____ Page
The turning grooves may act in an advantageous way as channels for carrying away the material particles removed during the finish-honing. During the pre-turning, it must be ensured here that the turning grooves are given a suitable depth, in order to transport away the material particles produced—depending on the material of the honing stone. The transporting away in each case takes place with the assistance of honing oil, which is discharged from the honing tool between the honing stones. In this way, the turning grooves contribute to preventing premature smearing of the honing stones.

The smearing of the honing stones, and the quality of the honed surface, is greatly dependent on the combination of the material of the surface and the material of the honing stone. The useful life of the honing stones can be further extended if different honing stones, made to match the respective surface, are used. This can be realized for example by what is known as a double-expandable honing tool. With such a honing tool it is possible for specific honing stones to be radially advanced at desired locations. The remaining honing stones consequently no longer come into contact with the surface to be machined.

For the softer area 6, it may be advantageous to use diamond-based honing stones. On the other hand, silicon-carbide-based honing stones are used with preference for the harder area 4. Further features of the honing stones are their porosity (for absorbing particles), the grain size and the grain density.

After the fine machining, the surface is treated in the area 4 with sodium hydroxide solution. As a result, aluminum on the surface is dissolved out, with hard silicon crystallites remaining. Depressions produced in this way serve during operation as lubricant pockets. Since the softer area 6 is not treated with sodium hydroxide solution, the sodium hydroxide solution lasts longer in mass production.

The area 6 does have a rougher surface than the area 4 after the fine machining. However, the area 6 is preferably underneath a bottom dead centre of a piston ring and is therefore not subject to the same requirements as the area 4 with respect to the condition of the surface. The remains of the turning grooves likewise serve as lubricant pockets, additionally filtering out dirt particles which reach the cylinder running surface from an oil chamber.

In principle, the method according to the invention can be used for all components which have local material strengthening and require particularly high-quality surfaces. This applies specifically to areas that are subjected to high loading, in particular in the field of internal combustion engines. Examples of this which may be mentioned are frictional surfaces such as cylinder running surfaces, bearings for crankshafts, camshafts or in the transmission case.

Claims

1.-7. (canceled)

8. A method for fine machining a cylindrical inner surface, in particular a cylinder running surface, which has materials of different hardnesses in the axial direction, comprising the following steps: pre-turning of the cylindrical inner surface, with at least one softer area of the cylindrical inner surface being pre-turned to a greater diameter than at least one harder area, and honing of at least the harder area down to the diameter level of the softer area.

9. The method as claimed in claim 8, comprising finish honing the harder area and the softer area to a final dimension.

10. The method as claimed in claim 9, wherein a radial removal of material by the finish-honing is less than 10 μm.

11. The method as claimed in claim 9, wherein the harder area and the softer area are finish-honed by different honing stones.

12. The method as claim in claim 10, wherein the harder area and the softer area are finish-honed by different honing stones.
________
> **What to do**
(a) Answer these questions using the honing excerpt above:
(i) Which kind of honing stone is preferred for the harder area 4?
(ii) What is the surface in area 4 treated with after the fine machining?
(iii) According to claim 10, what is the limit on the radial removal of material by the finish-honing?
(b) Return the stretch of the honing excerpt from "For the softer" through "the grain density.", copied word for word.
____ Collected material
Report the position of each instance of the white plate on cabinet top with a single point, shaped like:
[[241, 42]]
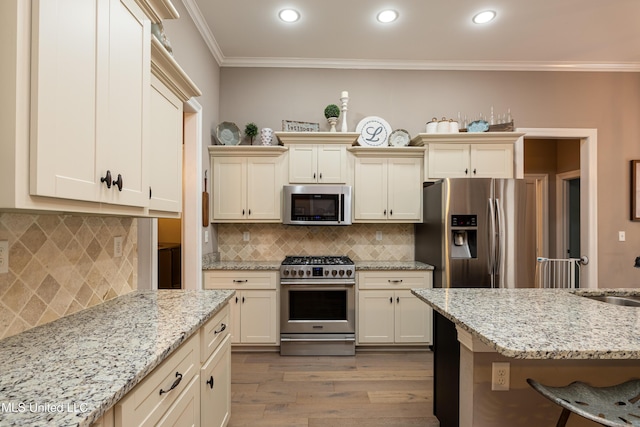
________
> **Answers per task**
(a)
(i) Silicon-carbide-based honing stones.
(ii) Sodium hydroxide solution.
(iii) It is less than 10 μm.

(b)
For the softer area 6, it may be advantageous to use diamond-based honing stones. On the other hand, silicon-carbide-based honing stones are used with preference for the harder area 4. Further features of the honing stones are their porosity (for absorbing particles), the grain size and the grain density.